Discover more from Ben Simpson's Faith & Formation Newsletter
Reading texts involves interpretation, or hermeneutics. We first ask, “What does it say?” Then, we move to “What does it mean?” If we consider implications and applications, we might ask, “What difference does it make?” or “How does it work?” or “What should I do?” or “How should I then live?” These questions do not detail the only approach to reading and reading well, but they are steps, and questions, that have proven helpful for me.
Reading is a practice that helps us grow in wisdom. Bible reading, one form of study, is an ancient spiritual discipline. A sound hermeneutic is important for reading texts broadly, and it is vital for reading a sacred text like the Bible. How do you read generally? More importantly, how do you read the Bible?
When we read the Bible, most of us have an overarching narrative, a “big-picture story,” a framework for understanding the whole. For example, we may read the Bible as the story of redemption, God’s salvation of humankind. Many read the Bible this way, and I believe it is the story of redemption.

■ **WORK TO COMPLETE**
1. Gather every line in the records below that contains the string "smile", and treat uppercase and lowercase as different.
2. Write the next part of the passage on reading and interpreting the Bible, starting right after its final sentence.

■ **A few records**
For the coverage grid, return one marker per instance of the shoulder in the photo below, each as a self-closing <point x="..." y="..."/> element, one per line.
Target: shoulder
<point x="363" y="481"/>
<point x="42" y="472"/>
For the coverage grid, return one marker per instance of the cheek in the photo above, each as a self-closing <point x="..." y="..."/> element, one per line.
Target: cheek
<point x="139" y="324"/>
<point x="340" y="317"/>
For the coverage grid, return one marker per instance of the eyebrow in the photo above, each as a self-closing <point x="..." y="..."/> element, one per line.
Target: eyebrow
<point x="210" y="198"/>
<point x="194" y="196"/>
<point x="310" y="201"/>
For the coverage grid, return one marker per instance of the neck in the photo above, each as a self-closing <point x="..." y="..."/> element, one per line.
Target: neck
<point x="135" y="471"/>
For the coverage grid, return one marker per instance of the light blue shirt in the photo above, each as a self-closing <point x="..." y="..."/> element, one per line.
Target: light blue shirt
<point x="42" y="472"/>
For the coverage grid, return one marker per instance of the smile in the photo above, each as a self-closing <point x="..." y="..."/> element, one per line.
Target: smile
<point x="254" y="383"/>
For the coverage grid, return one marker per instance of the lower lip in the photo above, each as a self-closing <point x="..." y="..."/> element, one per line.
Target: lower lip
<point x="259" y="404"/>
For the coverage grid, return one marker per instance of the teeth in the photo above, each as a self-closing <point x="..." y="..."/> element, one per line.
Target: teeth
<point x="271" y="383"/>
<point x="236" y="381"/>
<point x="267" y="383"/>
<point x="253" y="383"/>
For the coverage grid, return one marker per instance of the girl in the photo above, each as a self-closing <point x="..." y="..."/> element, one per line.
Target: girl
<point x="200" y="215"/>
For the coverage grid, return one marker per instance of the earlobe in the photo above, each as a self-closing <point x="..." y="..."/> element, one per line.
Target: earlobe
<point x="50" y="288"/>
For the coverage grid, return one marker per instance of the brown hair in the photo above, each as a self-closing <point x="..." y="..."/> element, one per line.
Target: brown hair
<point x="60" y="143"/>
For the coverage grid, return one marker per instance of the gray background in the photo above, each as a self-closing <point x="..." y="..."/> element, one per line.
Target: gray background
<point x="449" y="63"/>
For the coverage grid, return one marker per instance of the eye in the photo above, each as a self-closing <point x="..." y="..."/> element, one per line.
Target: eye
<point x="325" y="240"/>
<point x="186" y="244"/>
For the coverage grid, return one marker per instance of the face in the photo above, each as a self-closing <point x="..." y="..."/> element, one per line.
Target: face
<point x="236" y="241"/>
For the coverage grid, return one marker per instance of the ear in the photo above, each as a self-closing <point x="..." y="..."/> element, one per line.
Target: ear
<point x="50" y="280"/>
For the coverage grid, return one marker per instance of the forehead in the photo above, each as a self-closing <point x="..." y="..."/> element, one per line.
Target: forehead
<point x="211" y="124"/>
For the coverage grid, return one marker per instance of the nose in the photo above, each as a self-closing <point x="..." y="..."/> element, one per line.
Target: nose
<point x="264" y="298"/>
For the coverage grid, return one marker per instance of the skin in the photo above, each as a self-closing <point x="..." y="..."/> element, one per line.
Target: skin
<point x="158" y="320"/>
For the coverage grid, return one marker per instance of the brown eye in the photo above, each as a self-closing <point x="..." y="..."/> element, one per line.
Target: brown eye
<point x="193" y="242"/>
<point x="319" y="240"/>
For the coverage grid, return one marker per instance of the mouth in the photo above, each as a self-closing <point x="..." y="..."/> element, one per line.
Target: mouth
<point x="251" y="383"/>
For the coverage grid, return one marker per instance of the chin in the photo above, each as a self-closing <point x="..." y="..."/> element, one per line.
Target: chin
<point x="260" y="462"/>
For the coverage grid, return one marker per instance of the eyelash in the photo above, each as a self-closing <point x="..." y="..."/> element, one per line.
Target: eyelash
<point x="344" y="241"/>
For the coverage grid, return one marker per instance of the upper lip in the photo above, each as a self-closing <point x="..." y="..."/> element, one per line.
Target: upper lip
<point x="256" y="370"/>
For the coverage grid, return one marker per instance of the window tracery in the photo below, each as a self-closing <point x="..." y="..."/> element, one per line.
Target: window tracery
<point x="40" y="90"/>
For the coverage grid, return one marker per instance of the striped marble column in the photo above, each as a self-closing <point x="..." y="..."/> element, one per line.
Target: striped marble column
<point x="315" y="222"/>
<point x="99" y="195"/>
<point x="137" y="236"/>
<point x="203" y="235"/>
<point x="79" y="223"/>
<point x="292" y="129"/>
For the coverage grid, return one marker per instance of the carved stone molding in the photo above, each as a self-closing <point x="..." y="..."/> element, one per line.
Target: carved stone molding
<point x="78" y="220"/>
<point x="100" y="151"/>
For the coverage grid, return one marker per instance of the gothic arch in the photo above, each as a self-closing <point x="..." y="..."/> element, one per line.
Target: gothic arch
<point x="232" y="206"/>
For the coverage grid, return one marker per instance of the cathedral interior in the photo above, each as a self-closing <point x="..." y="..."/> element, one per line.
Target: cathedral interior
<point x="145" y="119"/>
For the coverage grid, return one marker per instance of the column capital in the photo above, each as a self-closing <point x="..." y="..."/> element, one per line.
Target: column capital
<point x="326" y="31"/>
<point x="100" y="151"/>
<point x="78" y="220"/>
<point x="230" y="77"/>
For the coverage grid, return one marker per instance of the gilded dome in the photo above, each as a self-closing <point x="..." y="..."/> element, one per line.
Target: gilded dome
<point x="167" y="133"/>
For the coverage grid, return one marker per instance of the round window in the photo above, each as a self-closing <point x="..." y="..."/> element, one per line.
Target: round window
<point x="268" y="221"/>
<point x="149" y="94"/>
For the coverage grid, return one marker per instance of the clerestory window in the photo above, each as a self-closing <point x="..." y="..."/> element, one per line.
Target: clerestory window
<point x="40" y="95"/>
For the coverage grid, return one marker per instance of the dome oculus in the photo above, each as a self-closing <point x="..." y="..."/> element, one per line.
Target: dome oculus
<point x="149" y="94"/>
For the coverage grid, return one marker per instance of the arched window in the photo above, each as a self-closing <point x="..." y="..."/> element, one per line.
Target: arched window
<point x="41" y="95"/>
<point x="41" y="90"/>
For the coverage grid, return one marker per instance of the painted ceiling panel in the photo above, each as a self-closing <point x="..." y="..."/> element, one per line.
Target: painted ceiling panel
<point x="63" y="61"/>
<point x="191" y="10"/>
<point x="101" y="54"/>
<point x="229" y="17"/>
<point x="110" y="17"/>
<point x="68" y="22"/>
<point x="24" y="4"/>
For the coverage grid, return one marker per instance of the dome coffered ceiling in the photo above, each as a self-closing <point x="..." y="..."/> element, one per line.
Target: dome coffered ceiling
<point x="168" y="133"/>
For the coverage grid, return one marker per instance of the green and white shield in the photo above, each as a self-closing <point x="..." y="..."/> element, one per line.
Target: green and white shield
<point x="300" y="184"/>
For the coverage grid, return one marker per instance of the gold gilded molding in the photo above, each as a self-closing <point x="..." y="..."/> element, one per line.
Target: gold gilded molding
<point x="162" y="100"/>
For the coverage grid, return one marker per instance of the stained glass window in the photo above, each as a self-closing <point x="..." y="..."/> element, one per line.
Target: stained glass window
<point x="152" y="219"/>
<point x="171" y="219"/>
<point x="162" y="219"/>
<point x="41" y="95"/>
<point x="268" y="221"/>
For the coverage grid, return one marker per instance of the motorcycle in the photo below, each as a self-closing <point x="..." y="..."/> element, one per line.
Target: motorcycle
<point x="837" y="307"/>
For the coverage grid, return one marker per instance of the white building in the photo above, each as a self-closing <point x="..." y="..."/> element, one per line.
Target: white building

■ **TASK RESULTS**
1.
For the coverage grid, return one marker per instance of the smile in the photo above, each as a self-closing <point x="..." y="..."/> element, one per line.
Target: smile

2.
We could also read the Bible as a book of wisdom that contains profound sayings, moral guidance, and instructive examples. I believe the Bible is that, and much more.
Our “big-picture” approach to the Bible shapes our reading of the smaller, constituent parts of the Bible. We read from “big” to “small.” Our “big-picture” should account for as much of the Bible as possible. But we also read “small” to “big.” When done carefully, our localized readings of Scripture should add up. We’re seeking congruence, a framework holding together parts “big” and “small.” It isn’t easy to do. But it can be done.
Let’s test this idea. Consider the two sketches I’ve offered above. Does the “big” story told in either summary capture all of the “small” stories of the Bible?
What do they keep in?
What do they leave out?
Does creation fit within these summaries? What about creation?
Creation doesn’t fit. Not really. That’s a problem. The Bible begins with God’s act of creation and ends with the fulfillment of God’s purposes in the new creation. In between, God remains Creator. How does God remain at work as Creator between the Bible’s beginning and end? If your hermeneutical framework can’t account for that question, something is missing.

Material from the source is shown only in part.